** BEGIN SUPPLIED PASSAGE **
In the context of global climate change mitigation and energy transition, distributed photovoltaic (PV) generation, as a key component of renewable energy, is undergoing a phase of rapid development. By December 2023, China’s installed capacity of solar power had reached 610 GW, accounting for 20.89% of the total power generation capacity, with a year-on-year growth rate of 55.2%, ranking first among newly added renewable power sources [1]. However, with the increasing penetration of PVs, new operational characteristics have emerged in the electricity market. During PV output peaks—typically around midday—electricity prices have shown a consistent decline and even dropped into negative territory. This phenomenon is particularly evident in regions with fast-growing PV deployment such as California, Germany, and China. The primary reason lies in the intermittent and synchronous nature of PV generation, which causes electricity supply to far exceed demand during specific periods [2]. Due to insufficient flexibility resources in existing power systems, surplus renewable electricity cannot be fully absorbed. Studies show that in the German electricity market, the proportion of time during which midday electricity prices fall below baseload prices has increased, severely impacting the economic viability of PV power plants [3]. These developments clearly underscore the urgent need to optimize photovoltaic (PV) deployment—not only to achieve maximum energy yield, but also to align with economic and market dynamics while ensuring system-level sustainability and resilience.
Conventional PV placement tries to maximize the overall electricity generation. However, the orientation or angle for solar installation can impact the time distribution of solar PV production from the roof. Tilting panels more towards west can delay the peak power production to afternoon when electricity market prices are higher; placement of solar PV on vertical faces could lead to similar effects. However, the conventional methods do not consider the price differential in the electricity market, leading to a lesser return. The planning method incorporating dynamic electricity market pricing has been lacking.
To address these gaps, we developed a high-resolution distributed PV planning model considering street level distributed solar PV placement on both rooftops and facades of buildings. The availability of the roof area was calculated based on submeter-level building information. The placement and optimal angle for rooftops were calculated by the proposed methods, incorporating hourly electricity market price signals. Optimal PV installation methods for building faces were developed based on solar angle, face characteristics and real time electricity market pricing.
Compared to previous studies, our approach introduces the following key innovations: (1) the use of refined spatial input data (standard building prototypes), taking into account the impact of window-to-wall ratio on the availability of building façades; (2) a revenue-maximization strategy based on market pricing; (3) a comprehensive evaluation of the techno-economic potential and optimal placement strategies for both rooftop and façade-integrated PV. This study aims to bridge the gap between PV engineering optimization and sustainable urban energy planning, offering actionable insights for policymakers and urban designers.
** END SUPPLIED PASSAGE **
GOAL A>
Answer these questions about the solar PV passage above:
(i) What installed solar capacity had China reached by December 2023?
(ii) Toward which direction can panels be tilted to push peak power production to the afternoon?
(iii) Which ratio is taken into account for its effect on the availability of building façades?
** BEGIN RECORDS SHOWN **
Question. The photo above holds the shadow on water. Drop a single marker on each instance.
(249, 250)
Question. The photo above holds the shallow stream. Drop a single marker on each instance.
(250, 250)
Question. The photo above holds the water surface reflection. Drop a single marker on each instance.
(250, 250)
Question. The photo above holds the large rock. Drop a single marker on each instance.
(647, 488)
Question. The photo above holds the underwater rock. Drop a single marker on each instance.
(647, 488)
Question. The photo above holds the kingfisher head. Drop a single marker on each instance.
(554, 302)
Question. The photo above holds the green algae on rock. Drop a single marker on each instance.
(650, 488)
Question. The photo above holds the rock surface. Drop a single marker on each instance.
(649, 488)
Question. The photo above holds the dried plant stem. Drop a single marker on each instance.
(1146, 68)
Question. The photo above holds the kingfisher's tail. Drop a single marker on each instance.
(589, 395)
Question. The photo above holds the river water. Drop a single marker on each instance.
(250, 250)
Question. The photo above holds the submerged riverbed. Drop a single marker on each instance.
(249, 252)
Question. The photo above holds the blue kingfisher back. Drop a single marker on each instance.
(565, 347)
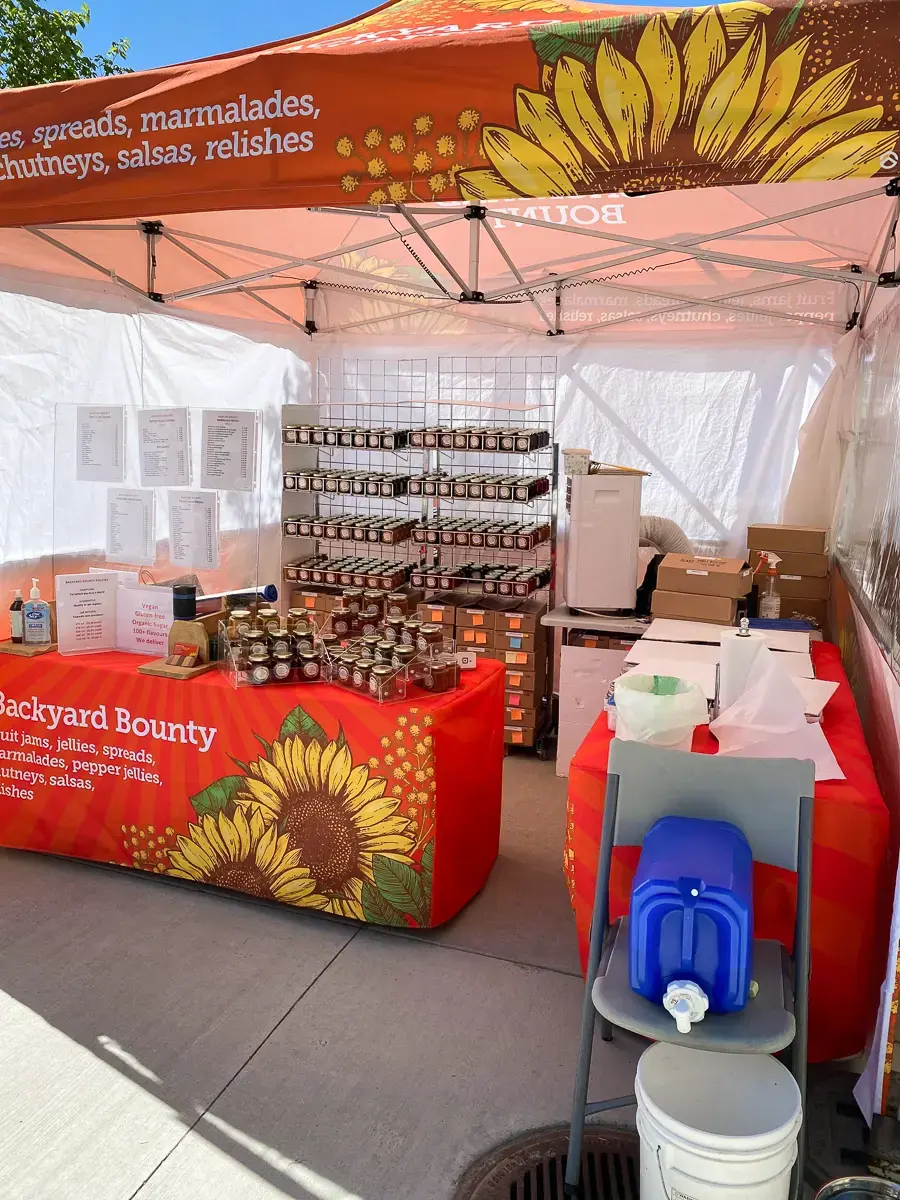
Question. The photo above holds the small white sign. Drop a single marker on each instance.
(100, 444)
(131, 535)
(165, 447)
(85, 612)
(193, 529)
(143, 621)
(228, 450)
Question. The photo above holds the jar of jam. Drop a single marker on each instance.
(240, 624)
(384, 651)
(269, 621)
(280, 641)
(341, 622)
(283, 670)
(310, 666)
(397, 604)
(304, 637)
(353, 599)
(403, 657)
(383, 683)
(361, 673)
(411, 631)
(441, 675)
(259, 666)
(430, 639)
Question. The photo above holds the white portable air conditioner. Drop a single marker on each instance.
(604, 534)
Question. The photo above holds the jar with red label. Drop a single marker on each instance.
(310, 666)
(431, 637)
(383, 683)
(442, 673)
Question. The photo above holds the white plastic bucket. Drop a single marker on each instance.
(715, 1125)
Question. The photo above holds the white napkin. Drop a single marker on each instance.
(769, 721)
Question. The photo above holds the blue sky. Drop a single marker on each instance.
(177, 30)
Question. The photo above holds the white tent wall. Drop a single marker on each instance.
(89, 347)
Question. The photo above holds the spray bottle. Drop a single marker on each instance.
(771, 600)
(16, 627)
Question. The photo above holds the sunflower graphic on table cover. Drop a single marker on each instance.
(306, 826)
(687, 97)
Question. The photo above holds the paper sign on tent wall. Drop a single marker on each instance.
(228, 450)
(165, 447)
(193, 529)
(100, 445)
** END RECORDS SHOWN **
GOAL B>
Render everything in the entries from the line containing "Question. The photo above holds the jar with" down to the end of the entries as a JSON list of strings, one string per line, with blank lines left out.

EXPECTED OUTPUT A>
(i) 610 GW
(ii) West
(iii) The window-to-wall ratio

EXPECTED OUTPUT B>
[
  "Question. The photo above holds the jar with red label. Drop a single marker on each instance.",
  "(310, 666)",
  "(431, 637)",
  "(383, 683)",
  "(442, 673)",
  "Question. The photo above holds the white plastic bucket. Drop a single marker on each instance.",
  "(715, 1125)",
  "Question. The photo above holds the white napkin. Drop a single marker on each instance.",
  "(769, 721)",
  "Question. The photo above holds the blue sky. Drop a single marker on each instance.",
  "(177, 30)",
  "Question. The photo above holds the white tent wall. Drop a single marker on each instance.",
  "(89, 347)",
  "Question. The photo above holds the spray bottle. Drop a single marker on each instance.",
  "(771, 600)",
  "(16, 627)",
  "Question. The photo above holds the sunflower graphic on table cover. Drop a single marker on each instance.",
  "(306, 826)",
  "(687, 97)",
  "Question. The photo above holds the paper sign on tent wall. Drop a single marker on each instance.",
  "(228, 450)",
  "(165, 447)",
  "(193, 529)",
  "(100, 445)"
]